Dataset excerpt
## START

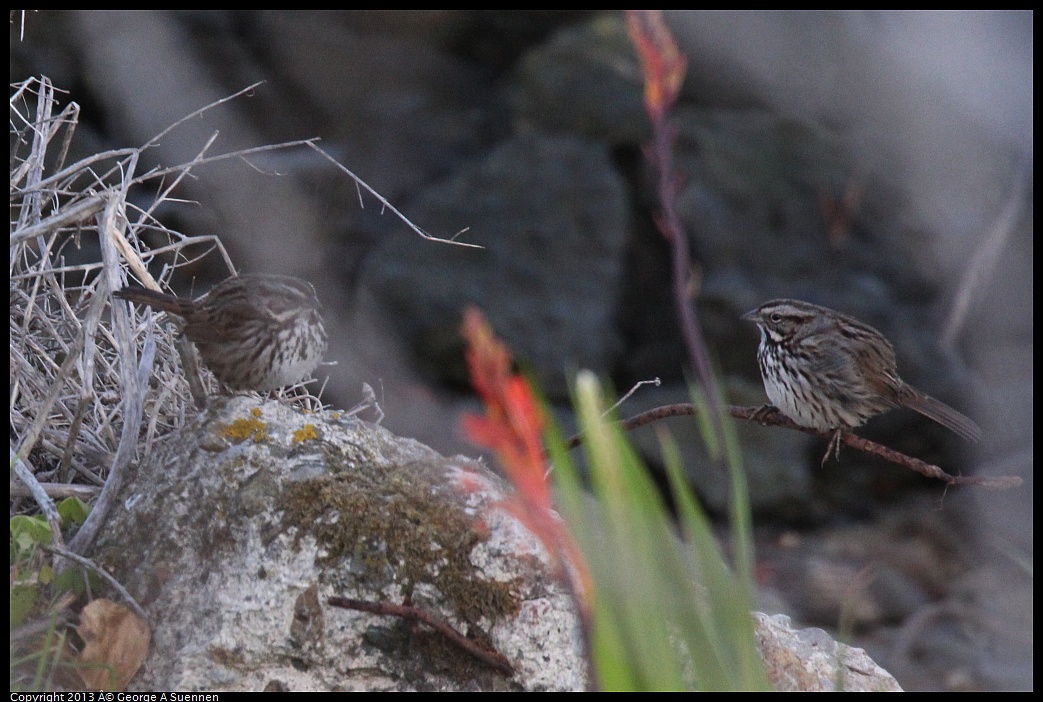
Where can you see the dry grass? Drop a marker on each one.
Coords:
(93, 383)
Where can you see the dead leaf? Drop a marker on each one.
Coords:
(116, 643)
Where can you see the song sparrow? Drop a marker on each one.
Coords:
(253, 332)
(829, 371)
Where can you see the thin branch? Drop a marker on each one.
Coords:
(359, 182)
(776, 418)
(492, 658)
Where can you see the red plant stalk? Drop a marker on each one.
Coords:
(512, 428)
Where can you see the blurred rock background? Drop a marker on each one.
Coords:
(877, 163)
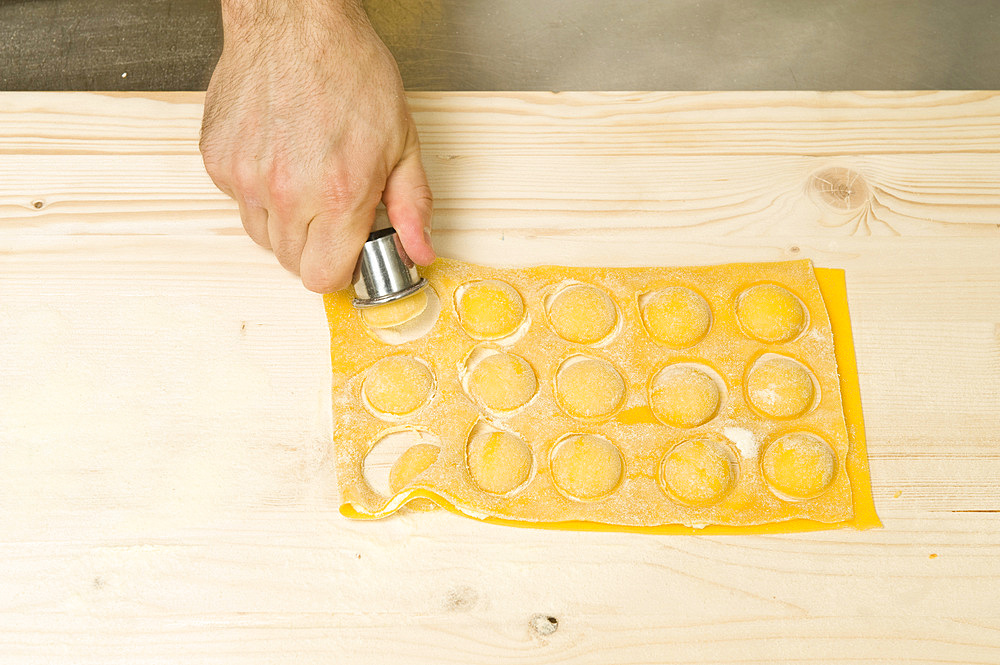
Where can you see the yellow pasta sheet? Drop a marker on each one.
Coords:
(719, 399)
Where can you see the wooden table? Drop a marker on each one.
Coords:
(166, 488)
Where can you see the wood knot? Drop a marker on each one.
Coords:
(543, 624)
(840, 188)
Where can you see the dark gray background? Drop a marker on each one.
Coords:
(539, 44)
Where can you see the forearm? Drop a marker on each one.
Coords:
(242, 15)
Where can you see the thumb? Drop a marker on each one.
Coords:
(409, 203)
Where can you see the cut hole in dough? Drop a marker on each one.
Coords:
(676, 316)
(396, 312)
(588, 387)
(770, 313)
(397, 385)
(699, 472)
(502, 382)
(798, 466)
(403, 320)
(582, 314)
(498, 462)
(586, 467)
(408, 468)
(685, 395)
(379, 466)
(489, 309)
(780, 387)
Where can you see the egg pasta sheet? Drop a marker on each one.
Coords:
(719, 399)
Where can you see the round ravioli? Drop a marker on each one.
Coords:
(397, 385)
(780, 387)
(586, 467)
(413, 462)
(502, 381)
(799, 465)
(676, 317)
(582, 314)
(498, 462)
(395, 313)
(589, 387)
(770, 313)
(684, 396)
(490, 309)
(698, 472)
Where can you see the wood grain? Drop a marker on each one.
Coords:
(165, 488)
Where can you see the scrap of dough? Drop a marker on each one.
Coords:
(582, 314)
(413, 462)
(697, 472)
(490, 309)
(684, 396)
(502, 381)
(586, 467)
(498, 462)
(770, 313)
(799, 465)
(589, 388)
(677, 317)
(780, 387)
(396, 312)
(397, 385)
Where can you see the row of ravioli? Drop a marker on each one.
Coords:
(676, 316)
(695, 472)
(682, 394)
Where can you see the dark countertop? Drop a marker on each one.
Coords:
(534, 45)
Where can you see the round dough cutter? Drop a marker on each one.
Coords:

## END

Put the lines of the data from the line containing "Where can you see the round ravioli?" through the end of the data into a Markdown table with the columns Row and Line. Number each line under Row and leave out blank lines.

| Row | Line |
|---|---|
| 1 | Where can you see the round ravioli? Drop a marker on each one. |
| 2 | Coords: |
| 3 | (397, 385) |
| 4 | (780, 387) |
| 5 | (586, 467) |
| 6 | (413, 462) |
| 7 | (502, 381) |
| 8 | (799, 465) |
| 9 | (676, 317) |
| 10 | (582, 314) |
| 11 | (498, 462) |
| 12 | (395, 313) |
| 13 | (589, 387) |
| 14 | (770, 313) |
| 15 | (684, 396) |
| 16 | (490, 309) |
| 17 | (698, 472) |
| 18 | Where can you see the wood grain? Drop a marker on each one. |
| 19 | Coords: |
| 20 | (165, 488) |
| 21 | Where can you see the scrap of dough? Drop a marker on each one. |
| 22 | Coords: |
| 23 | (582, 314) |
| 24 | (413, 462) |
| 25 | (697, 472) |
| 26 | (490, 309) |
| 27 | (684, 396) |
| 28 | (502, 381) |
| 29 | (586, 467) |
| 30 | (498, 462) |
| 31 | (770, 313) |
| 32 | (799, 465) |
| 33 | (589, 388) |
| 34 | (677, 317) |
| 35 | (780, 387) |
| 36 | (396, 312) |
| 37 | (397, 385) |
| 38 | Where can you see the row of ravioli? Drop a marker on each one. |
| 39 | Coords: |
| 40 | (676, 316) |
| 41 | (695, 472) |
| 42 | (682, 394) |
| 43 | Where can you see the dark countertop? Drop a marker on each one. |
| 44 | Coords: |
| 45 | (534, 45) |
| 46 | Where can you see the round dough cutter? Drop a marker on each one. |
| 47 | Coords: |